**Exercise details:** Each entry has to be set down again with no alteration.

**Data to process:**

※ ※ ※

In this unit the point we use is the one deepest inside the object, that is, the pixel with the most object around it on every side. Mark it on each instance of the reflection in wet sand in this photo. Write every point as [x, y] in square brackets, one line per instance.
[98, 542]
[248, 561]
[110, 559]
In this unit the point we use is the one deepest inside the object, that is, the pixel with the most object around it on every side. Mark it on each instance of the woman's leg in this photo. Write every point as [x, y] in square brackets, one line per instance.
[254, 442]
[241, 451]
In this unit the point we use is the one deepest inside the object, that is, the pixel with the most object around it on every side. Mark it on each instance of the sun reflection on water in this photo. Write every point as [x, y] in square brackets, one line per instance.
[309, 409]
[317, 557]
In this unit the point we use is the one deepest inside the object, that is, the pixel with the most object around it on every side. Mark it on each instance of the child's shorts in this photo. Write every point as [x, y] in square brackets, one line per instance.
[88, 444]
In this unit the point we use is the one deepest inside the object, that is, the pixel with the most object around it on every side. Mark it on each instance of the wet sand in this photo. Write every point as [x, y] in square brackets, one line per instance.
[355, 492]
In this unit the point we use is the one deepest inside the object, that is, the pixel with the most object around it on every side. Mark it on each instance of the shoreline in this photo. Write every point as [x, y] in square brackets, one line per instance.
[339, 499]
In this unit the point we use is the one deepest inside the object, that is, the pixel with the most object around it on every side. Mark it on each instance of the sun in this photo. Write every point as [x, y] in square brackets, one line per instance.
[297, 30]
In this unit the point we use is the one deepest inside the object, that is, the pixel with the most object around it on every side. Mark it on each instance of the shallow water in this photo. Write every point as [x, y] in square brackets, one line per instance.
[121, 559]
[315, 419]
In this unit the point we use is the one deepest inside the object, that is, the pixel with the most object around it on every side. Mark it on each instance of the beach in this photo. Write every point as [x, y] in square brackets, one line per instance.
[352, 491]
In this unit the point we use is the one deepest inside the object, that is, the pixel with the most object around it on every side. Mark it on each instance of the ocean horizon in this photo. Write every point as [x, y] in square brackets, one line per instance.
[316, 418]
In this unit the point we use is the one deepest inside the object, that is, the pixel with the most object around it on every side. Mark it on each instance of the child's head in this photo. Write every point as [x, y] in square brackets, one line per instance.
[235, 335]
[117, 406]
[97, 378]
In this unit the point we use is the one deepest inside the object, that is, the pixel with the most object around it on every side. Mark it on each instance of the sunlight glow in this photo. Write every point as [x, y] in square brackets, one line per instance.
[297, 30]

※ ※ ※

**Exercise solution:**
In this unit the point we use is the one deepest inside the object, that is, the pixel with the most object around it on every side. Mark it on each instance of the reflection in wet sand in this photo. Write every point as [x, y] in square brackets, one line per instance.
[98, 542]
[248, 561]
[110, 559]
In this unit the point we use is the one deepest inside the object, that is, the pixel with the most object around it on every side. Mark it on each instance of the woman's leg in this photo. Write every point as [x, y] in square brackets, one line per instance.
[254, 442]
[241, 451]
In this unit the point we use is the one deepest inside the object, that is, the pixel with the most object around it on every side. Mark it on each instance of the sun reflection on water in this photo. Write every point as [x, y] in square brackets, one line per instance.
[309, 409]
[317, 557]
In this unit the point we use is the one deepest inside the object, that is, the pixel with the most object around it on every side. Mark it on each instance of the child's shorts in this photo. Write every point as [x, y] in square brackets, one line per instance.
[88, 444]
In this unit the point we use is the one deepest inside the object, that is, the pixel with the most object around it on every side. Mark it on each instance of the wet sand in this photo. Write every point as [x, y] in square brackets, one line per instance.
[355, 492]
In this unit the point we use is the one deepest inside the object, that is, the pixel with the most object around it on every side. Mark it on each instance of the shoreline in this photo. Write every point as [x, y] in square brackets, one line per instance.
[339, 499]
In this unit the point we use is the one deepest inside the object, that is, the pixel with the most object around it on every side. Mark it on each instance of the sun in this photo. Write every point as [x, y] in square brackets, one line per instance.
[297, 30]
In this unit the point we use is the one deepest inside the object, that is, the pixel with the most object around it on every side. Mark it on each instance of the shallow water in this photo. Write every point as [x, y] in square brackets, one line per instance.
[121, 559]
[315, 419]
In this unit the point we use is the one deepest inside the object, that is, the pixel with the most object around it on every side. Mark it on each instance of the beach in this photo. Write every point as [x, y] in square brackets, one line per instance.
[352, 491]
In this unit the point we use is the one deepest inside the object, that is, the pixel with the most object around it on every side. Mark it on each instance of the ocean horizon in this photo. Write every point as [x, y] in square brackets, one line per instance.
[316, 418]
In this unit the point we use is the one deepest inside the object, that is, the pixel with the most object around it on every side. Mark it on each instance of the child's head in this photo. Write every point as [x, y] in square brackets, one line per instance.
[235, 335]
[117, 406]
[97, 378]
In this unit the point we use is the one deepest inside the object, that is, the pixel with the most object around it on every side. Mark it on each instance of the sunlight glow in this photo. Write every point as [x, y] in square brackets, one line per instance.
[297, 30]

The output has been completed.